Given instruction:
Transcribe all of the material exactly.
═════ Exercise material
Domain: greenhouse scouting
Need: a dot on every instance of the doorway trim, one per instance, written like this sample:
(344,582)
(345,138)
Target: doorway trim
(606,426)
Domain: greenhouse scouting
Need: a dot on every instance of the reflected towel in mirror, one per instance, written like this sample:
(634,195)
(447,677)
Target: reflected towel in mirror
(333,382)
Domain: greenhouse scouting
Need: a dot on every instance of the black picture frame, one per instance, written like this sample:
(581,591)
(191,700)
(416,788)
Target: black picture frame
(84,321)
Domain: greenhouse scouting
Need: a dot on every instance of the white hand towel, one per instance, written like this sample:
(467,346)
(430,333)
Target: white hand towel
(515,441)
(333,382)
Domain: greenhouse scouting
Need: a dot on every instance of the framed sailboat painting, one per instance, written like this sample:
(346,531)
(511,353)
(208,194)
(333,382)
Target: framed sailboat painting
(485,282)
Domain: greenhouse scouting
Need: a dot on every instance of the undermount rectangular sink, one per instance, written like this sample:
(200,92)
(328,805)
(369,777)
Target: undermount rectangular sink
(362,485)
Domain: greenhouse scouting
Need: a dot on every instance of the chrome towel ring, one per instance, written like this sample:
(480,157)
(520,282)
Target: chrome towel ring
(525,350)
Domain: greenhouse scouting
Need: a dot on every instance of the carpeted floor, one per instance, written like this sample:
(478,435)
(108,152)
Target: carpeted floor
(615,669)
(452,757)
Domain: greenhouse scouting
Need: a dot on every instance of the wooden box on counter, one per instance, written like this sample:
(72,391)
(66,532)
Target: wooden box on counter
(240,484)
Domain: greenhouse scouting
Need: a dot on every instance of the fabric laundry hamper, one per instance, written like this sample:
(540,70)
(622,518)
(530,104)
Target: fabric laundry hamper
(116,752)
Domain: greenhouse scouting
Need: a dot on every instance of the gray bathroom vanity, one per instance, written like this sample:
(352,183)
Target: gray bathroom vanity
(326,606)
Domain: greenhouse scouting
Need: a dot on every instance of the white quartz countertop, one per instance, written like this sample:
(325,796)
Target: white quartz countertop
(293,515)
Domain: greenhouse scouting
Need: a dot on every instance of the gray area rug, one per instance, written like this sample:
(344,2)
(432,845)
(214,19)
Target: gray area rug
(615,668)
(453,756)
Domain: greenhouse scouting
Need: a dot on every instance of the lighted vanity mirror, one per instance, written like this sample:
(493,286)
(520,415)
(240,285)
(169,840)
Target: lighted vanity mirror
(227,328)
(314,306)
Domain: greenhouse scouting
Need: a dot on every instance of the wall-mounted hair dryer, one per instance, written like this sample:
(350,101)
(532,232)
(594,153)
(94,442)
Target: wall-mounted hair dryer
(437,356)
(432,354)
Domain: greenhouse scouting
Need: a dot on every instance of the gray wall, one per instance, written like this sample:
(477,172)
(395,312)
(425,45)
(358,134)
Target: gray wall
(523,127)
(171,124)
══════════
Result of this task:
Domain: greenhouse scouting
Need: a dot on every instance of the doorway trim, one per instance, written like this sample:
(344,582)
(345,138)
Target: doorway trim
(606,426)
Domain: greenhouse scouting
Need: a dot on every instance of the reflected towel in mirror, one per instance, written like this sample:
(634,195)
(447,677)
Target: reflected towel in mirror
(333,382)
Domain: greenhouse scouting
Need: a dot on every instance of the black picture frame, one per instance, written like this sample:
(581,591)
(191,700)
(416,788)
Target: black picture frame
(84,321)
Domain: greenhouse scouting
Need: a dot on every instance of the white hand towel, one per instance, written like this sample:
(467,346)
(430,333)
Target: white hand towel
(515,441)
(333,382)
Domain: greenhouse scouting
Need: a dot on every instance of the framed sailboat painting, one per instance, written like this sample:
(346,531)
(511,353)
(208,194)
(333,382)
Target: framed sailboat painting
(485,282)
Domain: greenhouse scouting
Need: a dot on every instance of the undermount rectangular sink, one per instance, written like this sample:
(200,92)
(328,805)
(369,777)
Target: undermount rectangular sink
(362,485)
Domain: greenhouse scouting
Need: a dot on every instance of the chrome towel ring, one per instance, written like this sample:
(480,157)
(520,282)
Target: chrome towel ring
(525,350)
Domain: greenhouse scouting
Need: a dot on every instance of the carpeted floor, one per instance, written like this sample:
(478,435)
(108,152)
Target: carpeted floor
(615,669)
(452,757)
Domain: greenhouse scouting
Need: a dot on every instance of the wooden box on counter, one per instance, written like this sample:
(72,391)
(66,532)
Target: wooden box on counter
(240,484)
Domain: greenhouse scouting
Need: a dot on every instance of the fabric laundry hamper, one per instance, written like this sample:
(540,70)
(622,518)
(530,104)
Target: fabric laundry hamper
(116,752)
Domain: greenhouse scouting
Need: a dot on every instance of the gray bathroom vanity, one per instance, written like this sample:
(352,183)
Target: gray bathroom vanity
(326,606)
Domain: greenhouse scouting
Need: a dot on every instance of the white quartz countertop, one per instance, written like this sample:
(325,796)
Target: white quartz countertop
(293,515)
Domain: greenhouse scouting
Need: a dot on every instance of the gray area rug, one per instance, written like this sample:
(344,2)
(432,845)
(214,19)
Target: gray area rug
(615,668)
(453,756)
Domain: greenhouse scouting
Need: a dot on every instance of the lighted vanity mirror, one per instance, written like this sample:
(493,286)
(520,415)
(240,285)
(169,840)
Target: lighted vanity mirror
(227,328)
(314,306)
Domain: greenhouse scouting
Need: a dot on every instance of the wall-mounted hair dryer, one per instance, written like this sample:
(350,101)
(532,232)
(594,153)
(94,442)
Target: wall-mounted hair dryer
(437,356)
(432,354)
Domain: greenhouse scouting
Need: a dot on every instance of the gray wall, one per instance, written like this sample:
(477,172)
(395,312)
(425,45)
(358,134)
Target: gray wall
(523,127)
(171,124)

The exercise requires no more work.